### [Instructions to follow]
Reproduce the lines of the records below word for word, beginning at the line that contains "stovetop. Produce a bounding box for every instance." and ending after the line that contains "[172,0,300,397]", with both of those lines included.

--- START OF Data supplied ---

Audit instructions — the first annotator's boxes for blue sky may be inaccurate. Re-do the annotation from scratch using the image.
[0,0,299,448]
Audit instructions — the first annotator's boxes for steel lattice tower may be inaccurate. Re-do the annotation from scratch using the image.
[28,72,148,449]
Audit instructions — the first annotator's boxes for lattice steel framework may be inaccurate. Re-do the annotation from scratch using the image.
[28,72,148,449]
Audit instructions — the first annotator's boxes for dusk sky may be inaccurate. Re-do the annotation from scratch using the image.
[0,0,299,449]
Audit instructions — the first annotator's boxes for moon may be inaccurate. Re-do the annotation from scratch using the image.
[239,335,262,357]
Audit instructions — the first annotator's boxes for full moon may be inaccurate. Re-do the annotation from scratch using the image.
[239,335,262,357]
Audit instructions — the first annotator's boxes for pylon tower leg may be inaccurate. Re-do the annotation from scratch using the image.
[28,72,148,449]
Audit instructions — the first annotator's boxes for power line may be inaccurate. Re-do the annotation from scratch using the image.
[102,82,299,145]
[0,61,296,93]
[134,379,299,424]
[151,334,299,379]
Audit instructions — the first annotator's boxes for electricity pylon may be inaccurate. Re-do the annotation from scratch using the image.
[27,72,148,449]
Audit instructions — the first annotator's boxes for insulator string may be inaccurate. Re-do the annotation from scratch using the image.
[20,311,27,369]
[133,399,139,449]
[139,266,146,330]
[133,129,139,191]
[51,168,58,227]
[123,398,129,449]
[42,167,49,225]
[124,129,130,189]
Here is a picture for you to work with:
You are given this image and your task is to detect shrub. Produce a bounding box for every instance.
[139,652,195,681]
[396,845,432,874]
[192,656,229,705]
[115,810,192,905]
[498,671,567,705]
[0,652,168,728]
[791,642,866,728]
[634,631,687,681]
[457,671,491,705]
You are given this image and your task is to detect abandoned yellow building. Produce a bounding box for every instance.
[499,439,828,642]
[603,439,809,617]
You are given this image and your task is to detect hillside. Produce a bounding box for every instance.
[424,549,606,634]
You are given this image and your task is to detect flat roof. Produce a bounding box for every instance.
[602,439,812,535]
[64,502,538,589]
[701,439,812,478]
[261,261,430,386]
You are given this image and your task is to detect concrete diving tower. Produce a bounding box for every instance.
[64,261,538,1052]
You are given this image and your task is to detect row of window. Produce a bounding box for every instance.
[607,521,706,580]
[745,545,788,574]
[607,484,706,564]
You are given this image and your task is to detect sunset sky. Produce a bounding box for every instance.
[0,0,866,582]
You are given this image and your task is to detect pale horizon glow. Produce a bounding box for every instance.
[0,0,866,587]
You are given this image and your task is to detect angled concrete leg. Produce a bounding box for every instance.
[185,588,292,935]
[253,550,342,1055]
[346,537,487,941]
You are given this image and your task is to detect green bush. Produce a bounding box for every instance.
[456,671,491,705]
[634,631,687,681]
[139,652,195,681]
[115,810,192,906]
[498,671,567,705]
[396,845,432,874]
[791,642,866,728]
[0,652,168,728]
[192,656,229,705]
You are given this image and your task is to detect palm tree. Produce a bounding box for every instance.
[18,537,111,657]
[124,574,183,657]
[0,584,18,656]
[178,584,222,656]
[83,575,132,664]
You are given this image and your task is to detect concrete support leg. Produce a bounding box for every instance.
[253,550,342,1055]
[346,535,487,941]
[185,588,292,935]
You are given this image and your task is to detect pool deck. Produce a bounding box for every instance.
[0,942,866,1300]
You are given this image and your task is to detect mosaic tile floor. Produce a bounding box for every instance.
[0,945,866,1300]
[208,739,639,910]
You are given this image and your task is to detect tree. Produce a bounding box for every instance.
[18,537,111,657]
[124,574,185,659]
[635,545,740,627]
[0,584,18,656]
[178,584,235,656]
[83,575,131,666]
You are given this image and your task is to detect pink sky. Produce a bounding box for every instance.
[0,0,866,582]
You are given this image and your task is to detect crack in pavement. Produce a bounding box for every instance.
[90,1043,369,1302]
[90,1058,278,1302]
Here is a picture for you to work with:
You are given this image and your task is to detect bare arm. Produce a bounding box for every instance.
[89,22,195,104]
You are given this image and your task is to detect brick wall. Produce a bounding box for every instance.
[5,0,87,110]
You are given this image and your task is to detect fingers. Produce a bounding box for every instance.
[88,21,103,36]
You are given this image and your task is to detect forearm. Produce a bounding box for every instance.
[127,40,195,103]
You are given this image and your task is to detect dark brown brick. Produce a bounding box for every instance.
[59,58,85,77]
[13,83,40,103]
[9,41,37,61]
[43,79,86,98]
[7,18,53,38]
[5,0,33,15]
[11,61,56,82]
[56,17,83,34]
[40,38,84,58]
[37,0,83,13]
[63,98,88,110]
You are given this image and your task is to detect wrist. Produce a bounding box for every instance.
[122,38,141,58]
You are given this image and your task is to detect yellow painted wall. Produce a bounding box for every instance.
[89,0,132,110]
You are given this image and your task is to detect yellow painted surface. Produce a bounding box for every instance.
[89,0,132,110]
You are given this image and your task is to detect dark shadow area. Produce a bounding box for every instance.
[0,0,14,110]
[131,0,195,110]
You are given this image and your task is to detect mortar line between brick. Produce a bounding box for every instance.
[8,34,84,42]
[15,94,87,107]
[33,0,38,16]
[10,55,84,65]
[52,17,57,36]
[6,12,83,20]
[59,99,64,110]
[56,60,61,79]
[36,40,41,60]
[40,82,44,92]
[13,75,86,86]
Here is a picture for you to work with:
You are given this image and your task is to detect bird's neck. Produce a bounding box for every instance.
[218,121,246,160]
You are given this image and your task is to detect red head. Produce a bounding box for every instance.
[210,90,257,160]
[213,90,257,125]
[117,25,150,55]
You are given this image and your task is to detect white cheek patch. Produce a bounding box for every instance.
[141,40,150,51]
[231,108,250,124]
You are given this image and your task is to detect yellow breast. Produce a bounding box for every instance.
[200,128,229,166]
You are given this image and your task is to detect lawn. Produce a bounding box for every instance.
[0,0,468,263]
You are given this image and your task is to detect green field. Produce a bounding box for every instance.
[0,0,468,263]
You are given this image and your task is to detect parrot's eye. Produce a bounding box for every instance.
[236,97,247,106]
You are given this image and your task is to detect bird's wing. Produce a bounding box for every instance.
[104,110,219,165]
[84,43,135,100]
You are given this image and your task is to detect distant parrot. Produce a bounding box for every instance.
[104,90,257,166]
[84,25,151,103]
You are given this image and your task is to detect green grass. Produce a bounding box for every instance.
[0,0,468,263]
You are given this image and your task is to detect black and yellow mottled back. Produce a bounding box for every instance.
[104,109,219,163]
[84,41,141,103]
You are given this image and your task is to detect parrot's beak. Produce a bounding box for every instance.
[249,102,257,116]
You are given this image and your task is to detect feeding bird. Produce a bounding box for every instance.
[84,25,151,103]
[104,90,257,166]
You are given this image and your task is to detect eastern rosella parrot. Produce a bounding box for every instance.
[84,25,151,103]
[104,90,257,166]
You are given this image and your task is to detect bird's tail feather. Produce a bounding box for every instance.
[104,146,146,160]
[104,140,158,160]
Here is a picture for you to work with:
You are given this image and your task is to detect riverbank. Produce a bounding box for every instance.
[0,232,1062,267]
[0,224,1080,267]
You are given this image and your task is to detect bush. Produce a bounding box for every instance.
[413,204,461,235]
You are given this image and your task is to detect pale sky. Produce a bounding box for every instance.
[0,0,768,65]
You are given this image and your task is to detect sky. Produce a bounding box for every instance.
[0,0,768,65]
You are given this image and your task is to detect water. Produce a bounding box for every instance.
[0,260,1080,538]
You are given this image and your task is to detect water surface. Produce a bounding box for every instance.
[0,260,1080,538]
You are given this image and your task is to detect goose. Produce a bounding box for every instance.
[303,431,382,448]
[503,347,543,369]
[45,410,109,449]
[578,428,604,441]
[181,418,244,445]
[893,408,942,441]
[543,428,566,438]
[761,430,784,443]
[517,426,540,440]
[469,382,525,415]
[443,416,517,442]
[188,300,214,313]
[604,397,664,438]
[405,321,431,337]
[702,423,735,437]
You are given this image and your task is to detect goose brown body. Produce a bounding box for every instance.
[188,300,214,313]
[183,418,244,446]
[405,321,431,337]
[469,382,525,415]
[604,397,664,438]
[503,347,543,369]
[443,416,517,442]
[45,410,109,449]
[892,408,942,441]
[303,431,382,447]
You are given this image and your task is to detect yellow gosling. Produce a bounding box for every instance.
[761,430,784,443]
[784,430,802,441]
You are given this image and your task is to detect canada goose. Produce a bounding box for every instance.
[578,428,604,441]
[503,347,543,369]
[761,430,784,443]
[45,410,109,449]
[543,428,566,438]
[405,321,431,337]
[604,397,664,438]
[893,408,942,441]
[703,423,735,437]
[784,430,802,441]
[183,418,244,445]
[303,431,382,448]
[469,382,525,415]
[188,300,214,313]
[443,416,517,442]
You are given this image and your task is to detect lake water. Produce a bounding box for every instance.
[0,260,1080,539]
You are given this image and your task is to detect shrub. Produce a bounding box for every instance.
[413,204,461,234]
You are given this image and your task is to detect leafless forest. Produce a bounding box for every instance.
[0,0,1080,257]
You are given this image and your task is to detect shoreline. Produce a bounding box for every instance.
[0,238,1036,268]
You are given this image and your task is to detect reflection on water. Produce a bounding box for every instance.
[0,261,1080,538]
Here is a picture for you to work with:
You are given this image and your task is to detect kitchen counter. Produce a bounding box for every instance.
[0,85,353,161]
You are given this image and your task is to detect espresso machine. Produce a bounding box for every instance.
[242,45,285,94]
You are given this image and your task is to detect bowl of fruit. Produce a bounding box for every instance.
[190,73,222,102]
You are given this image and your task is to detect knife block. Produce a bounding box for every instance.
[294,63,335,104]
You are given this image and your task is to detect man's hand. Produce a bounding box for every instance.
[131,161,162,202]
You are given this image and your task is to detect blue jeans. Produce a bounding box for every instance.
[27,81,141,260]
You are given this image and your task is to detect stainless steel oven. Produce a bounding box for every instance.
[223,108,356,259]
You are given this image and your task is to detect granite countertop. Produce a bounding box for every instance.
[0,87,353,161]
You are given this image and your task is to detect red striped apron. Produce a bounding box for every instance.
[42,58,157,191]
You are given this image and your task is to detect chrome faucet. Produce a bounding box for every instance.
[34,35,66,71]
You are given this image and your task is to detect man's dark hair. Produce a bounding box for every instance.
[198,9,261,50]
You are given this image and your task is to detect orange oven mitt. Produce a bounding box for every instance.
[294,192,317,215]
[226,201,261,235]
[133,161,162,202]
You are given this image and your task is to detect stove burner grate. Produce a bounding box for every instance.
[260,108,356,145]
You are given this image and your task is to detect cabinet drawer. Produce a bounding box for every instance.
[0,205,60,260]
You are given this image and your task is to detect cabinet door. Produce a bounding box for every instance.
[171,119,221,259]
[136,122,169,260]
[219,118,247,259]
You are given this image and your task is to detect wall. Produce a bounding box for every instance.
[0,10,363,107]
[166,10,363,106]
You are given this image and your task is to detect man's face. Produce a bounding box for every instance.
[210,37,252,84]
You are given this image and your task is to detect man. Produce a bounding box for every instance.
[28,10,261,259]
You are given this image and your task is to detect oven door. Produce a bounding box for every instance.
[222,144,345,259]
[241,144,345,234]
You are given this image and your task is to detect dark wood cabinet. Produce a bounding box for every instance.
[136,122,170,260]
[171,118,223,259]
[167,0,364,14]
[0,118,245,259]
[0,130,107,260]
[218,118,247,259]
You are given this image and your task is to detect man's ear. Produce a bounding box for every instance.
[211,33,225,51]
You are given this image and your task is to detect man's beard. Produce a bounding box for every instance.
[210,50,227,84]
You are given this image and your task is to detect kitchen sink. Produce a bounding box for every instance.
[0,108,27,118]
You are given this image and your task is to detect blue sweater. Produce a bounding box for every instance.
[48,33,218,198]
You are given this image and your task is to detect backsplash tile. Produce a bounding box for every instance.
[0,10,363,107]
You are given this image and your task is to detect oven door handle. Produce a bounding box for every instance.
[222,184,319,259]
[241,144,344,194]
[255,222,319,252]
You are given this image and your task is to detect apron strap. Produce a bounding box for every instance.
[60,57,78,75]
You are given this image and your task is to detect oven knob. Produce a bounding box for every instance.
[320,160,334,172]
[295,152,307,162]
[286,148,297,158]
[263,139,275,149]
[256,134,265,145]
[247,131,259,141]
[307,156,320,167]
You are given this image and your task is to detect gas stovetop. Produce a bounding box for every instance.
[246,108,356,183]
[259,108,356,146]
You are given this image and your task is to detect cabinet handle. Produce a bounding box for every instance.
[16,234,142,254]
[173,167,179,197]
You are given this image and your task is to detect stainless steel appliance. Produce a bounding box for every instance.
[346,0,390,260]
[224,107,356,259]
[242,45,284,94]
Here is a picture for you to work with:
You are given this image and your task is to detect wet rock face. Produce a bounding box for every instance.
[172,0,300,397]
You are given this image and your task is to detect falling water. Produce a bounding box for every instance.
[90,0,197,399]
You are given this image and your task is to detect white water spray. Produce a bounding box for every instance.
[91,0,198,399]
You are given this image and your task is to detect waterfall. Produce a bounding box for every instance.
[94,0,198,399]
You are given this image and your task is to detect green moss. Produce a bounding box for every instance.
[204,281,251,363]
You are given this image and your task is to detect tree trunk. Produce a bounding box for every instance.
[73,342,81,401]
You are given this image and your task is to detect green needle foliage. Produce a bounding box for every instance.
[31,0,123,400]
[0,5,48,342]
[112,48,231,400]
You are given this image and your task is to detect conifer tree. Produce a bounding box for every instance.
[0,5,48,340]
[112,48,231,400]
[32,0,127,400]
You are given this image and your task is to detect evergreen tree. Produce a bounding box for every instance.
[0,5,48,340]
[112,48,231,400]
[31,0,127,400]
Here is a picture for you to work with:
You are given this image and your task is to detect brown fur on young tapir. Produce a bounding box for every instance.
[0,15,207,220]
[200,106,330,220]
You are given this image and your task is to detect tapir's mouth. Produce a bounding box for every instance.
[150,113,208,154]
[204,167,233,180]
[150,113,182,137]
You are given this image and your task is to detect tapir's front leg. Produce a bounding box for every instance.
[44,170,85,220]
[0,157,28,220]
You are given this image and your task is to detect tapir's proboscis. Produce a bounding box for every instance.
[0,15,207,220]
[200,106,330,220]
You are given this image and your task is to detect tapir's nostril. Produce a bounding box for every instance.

--- END OF Data supplied ---

### [Written response]
You are given this image and your task is to detect gas stovetop. Produce a bounding box for every instance.
[246,108,356,183]
[259,108,356,146]
You are given this image and your task is to detect cabinet handle. Produce a bounding box for every instance.
[16,234,142,254]
[173,167,179,197]
You are given this image and your task is to detect stainless steel appliance. Produce a bounding box for every instance.
[346,0,390,260]
[224,107,356,259]
[242,45,284,94]
Here is a picture for you to work with:
You are given this image and your task is to detect wet rock face. Produce a bounding box for every instance.
[172,0,300,397]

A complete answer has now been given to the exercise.